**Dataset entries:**
*-*-*

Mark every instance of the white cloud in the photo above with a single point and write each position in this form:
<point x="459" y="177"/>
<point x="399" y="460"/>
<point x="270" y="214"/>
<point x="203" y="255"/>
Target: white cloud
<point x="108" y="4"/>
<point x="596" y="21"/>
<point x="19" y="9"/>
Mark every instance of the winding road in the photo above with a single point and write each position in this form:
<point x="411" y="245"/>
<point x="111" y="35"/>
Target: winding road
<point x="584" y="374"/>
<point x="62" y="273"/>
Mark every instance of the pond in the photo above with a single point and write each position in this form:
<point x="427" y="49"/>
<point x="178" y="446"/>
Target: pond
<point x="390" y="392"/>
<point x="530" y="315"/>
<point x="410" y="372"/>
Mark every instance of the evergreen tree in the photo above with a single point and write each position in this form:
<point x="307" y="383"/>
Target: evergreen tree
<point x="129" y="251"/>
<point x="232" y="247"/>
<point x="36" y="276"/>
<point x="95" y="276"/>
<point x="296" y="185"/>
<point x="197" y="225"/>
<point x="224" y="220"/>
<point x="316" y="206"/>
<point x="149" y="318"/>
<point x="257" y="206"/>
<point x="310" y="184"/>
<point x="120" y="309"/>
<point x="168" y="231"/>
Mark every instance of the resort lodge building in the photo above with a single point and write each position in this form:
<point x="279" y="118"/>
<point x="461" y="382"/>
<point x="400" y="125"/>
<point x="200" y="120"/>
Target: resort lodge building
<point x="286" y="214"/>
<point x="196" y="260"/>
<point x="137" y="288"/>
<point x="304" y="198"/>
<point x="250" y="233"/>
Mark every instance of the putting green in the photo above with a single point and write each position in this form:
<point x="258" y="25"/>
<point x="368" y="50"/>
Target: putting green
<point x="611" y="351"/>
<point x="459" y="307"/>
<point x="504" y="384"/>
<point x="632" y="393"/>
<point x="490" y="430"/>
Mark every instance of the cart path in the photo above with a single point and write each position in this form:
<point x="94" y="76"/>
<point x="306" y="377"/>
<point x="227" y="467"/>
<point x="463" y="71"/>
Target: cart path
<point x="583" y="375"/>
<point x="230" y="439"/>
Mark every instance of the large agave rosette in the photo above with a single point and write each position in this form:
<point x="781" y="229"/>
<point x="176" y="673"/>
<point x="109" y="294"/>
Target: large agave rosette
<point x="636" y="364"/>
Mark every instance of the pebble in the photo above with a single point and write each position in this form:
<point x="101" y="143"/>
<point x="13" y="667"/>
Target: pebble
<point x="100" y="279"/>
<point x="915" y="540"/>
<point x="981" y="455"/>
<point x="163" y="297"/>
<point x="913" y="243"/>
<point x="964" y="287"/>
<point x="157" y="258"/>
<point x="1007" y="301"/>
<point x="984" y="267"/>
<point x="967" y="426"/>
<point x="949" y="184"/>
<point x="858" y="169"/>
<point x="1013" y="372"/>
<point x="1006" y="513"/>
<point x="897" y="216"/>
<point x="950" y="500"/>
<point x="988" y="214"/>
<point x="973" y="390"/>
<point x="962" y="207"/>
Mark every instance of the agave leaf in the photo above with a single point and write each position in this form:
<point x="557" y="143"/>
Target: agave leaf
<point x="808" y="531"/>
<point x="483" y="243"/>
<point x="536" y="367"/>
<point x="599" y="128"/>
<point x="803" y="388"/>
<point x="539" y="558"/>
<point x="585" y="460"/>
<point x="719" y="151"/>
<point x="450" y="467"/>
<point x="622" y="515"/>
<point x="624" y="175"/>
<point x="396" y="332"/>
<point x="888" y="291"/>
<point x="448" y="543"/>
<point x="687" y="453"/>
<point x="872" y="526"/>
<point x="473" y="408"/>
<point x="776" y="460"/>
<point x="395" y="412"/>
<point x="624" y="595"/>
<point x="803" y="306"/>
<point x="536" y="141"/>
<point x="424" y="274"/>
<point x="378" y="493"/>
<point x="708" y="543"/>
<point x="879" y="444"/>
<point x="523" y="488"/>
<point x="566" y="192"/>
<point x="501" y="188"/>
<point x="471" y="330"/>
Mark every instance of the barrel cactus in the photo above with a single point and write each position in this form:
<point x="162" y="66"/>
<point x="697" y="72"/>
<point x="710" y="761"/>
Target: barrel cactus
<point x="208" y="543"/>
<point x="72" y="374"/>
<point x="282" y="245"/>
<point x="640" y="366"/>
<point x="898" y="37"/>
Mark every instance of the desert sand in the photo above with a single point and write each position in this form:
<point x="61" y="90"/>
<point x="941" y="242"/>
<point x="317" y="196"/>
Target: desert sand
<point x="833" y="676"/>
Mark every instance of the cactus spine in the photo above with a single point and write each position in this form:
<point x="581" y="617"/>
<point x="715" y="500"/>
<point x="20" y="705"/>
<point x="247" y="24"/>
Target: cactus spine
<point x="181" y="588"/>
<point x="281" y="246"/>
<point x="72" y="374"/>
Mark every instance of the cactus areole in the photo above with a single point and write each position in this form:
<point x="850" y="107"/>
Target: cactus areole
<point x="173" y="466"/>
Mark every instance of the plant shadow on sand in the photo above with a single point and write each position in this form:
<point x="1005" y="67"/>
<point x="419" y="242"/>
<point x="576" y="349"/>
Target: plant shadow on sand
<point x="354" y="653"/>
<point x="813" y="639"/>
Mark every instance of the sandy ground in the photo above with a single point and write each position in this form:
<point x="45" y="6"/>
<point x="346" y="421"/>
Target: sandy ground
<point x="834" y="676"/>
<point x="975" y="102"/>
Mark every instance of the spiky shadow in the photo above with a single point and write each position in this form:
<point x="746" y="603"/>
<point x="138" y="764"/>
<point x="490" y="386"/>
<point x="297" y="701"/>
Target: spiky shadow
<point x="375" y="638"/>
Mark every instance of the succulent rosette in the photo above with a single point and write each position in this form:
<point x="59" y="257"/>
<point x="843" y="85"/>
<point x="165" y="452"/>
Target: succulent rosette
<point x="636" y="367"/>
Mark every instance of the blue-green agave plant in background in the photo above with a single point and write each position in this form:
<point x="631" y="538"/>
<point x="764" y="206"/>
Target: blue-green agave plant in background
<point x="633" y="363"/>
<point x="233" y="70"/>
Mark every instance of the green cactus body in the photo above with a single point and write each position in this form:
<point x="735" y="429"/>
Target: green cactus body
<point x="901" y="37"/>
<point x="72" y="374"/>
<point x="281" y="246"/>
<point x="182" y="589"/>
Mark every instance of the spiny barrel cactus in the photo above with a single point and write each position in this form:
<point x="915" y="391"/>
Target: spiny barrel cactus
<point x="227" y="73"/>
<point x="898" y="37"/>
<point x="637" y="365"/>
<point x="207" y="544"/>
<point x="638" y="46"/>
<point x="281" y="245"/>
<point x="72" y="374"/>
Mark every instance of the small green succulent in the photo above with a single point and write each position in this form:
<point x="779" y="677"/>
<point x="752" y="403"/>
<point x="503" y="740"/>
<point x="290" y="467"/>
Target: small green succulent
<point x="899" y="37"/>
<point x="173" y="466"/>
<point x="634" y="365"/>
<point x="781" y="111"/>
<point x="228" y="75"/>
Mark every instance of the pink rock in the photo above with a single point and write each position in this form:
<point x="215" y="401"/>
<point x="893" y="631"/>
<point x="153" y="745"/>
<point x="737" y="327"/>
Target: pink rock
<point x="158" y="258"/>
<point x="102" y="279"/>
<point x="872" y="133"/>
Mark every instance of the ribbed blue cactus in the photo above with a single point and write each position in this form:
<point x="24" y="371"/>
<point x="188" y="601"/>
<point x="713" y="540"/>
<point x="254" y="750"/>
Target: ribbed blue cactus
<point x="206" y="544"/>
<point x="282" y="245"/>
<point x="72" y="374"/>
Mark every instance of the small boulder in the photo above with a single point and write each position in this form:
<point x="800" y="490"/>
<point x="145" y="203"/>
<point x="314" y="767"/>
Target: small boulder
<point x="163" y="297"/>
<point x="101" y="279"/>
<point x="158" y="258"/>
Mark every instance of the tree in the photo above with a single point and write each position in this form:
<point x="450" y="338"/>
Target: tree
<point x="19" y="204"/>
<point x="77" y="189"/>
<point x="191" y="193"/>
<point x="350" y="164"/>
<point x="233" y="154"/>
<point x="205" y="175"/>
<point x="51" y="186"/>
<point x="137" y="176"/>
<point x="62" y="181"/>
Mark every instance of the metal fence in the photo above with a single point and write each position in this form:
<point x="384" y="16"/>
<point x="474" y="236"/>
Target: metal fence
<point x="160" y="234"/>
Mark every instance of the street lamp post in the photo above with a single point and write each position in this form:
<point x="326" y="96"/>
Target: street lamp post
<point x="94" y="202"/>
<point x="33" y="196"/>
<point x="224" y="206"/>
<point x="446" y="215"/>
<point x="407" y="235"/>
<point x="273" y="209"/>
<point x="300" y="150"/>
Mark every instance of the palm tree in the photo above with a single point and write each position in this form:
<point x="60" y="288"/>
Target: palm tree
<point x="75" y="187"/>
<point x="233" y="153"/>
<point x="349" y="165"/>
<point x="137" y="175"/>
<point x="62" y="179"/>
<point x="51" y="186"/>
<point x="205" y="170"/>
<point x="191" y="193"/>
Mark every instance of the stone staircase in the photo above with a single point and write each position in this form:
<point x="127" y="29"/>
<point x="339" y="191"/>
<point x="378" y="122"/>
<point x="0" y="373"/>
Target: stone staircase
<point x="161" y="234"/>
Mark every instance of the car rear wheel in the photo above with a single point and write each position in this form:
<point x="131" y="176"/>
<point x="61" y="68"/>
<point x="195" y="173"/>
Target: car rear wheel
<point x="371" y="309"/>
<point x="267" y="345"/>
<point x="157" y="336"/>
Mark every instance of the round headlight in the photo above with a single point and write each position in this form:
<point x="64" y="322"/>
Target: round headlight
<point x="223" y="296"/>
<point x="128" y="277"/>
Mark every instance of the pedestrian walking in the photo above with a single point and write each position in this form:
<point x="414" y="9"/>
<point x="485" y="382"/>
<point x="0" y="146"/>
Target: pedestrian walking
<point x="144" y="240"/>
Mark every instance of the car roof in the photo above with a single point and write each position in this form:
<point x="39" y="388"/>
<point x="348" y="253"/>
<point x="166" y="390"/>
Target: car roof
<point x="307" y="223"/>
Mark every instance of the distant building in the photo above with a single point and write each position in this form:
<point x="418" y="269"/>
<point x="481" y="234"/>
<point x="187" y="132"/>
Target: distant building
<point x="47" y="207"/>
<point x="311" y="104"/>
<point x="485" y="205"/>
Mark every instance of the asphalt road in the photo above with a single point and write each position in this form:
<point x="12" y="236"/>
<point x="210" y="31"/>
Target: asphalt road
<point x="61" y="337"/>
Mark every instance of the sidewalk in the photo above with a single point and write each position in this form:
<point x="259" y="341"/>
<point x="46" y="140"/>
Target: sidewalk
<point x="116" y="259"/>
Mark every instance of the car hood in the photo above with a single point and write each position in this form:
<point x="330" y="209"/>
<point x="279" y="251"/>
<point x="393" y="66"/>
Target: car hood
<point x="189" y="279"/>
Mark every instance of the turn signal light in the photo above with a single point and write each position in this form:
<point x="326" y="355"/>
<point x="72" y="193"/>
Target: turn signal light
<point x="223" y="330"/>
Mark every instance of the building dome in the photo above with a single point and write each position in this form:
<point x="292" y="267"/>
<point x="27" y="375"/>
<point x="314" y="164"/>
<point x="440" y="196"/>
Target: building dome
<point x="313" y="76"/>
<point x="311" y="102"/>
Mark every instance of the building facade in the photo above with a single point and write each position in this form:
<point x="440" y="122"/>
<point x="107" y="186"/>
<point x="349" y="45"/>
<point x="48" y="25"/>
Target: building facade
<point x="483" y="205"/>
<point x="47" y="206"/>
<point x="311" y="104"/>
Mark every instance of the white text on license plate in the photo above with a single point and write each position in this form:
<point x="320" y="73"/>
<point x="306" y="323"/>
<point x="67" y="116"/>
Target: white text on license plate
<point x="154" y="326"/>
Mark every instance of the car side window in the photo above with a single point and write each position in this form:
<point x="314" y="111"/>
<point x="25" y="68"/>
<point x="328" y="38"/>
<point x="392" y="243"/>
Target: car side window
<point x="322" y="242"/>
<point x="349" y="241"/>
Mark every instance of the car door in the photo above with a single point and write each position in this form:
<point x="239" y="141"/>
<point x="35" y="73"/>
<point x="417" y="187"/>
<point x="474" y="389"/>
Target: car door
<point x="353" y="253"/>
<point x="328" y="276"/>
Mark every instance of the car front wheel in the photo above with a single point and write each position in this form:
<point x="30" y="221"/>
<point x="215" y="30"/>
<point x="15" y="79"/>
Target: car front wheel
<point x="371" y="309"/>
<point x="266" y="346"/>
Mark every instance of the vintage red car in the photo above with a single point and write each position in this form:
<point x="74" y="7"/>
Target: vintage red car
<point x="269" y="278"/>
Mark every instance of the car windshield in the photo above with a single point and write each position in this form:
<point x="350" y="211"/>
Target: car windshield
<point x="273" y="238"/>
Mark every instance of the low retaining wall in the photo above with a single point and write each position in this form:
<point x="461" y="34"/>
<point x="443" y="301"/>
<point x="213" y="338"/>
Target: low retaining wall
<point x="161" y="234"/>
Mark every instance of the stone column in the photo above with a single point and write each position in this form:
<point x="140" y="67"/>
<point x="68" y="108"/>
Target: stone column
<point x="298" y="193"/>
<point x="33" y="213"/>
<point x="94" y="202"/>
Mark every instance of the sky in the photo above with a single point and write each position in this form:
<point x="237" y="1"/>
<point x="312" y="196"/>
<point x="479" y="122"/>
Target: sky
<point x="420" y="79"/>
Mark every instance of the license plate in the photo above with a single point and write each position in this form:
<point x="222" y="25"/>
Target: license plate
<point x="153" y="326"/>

*-*-*

From the line holding "Mark every instance of the asphalt" to the line holding "Mark every instance of the car hood", inclusive, restate each line above exactly as written.

**RESPONSE TO THIS EXERCISE:**
Mark every instance of the asphalt road in the photo above with a single point and write each position in this form:
<point x="12" y="236"/>
<point x="210" y="31"/>
Target: asphalt road
<point x="61" y="337"/>
Mark every instance of the sidewalk in the photo above with a single point and write each position in this form:
<point x="259" y="341"/>
<point x="46" y="140"/>
Target: sidewalk
<point x="116" y="259"/>
Mark every instance of the car hood in the photo above with a single point and write each position in this form:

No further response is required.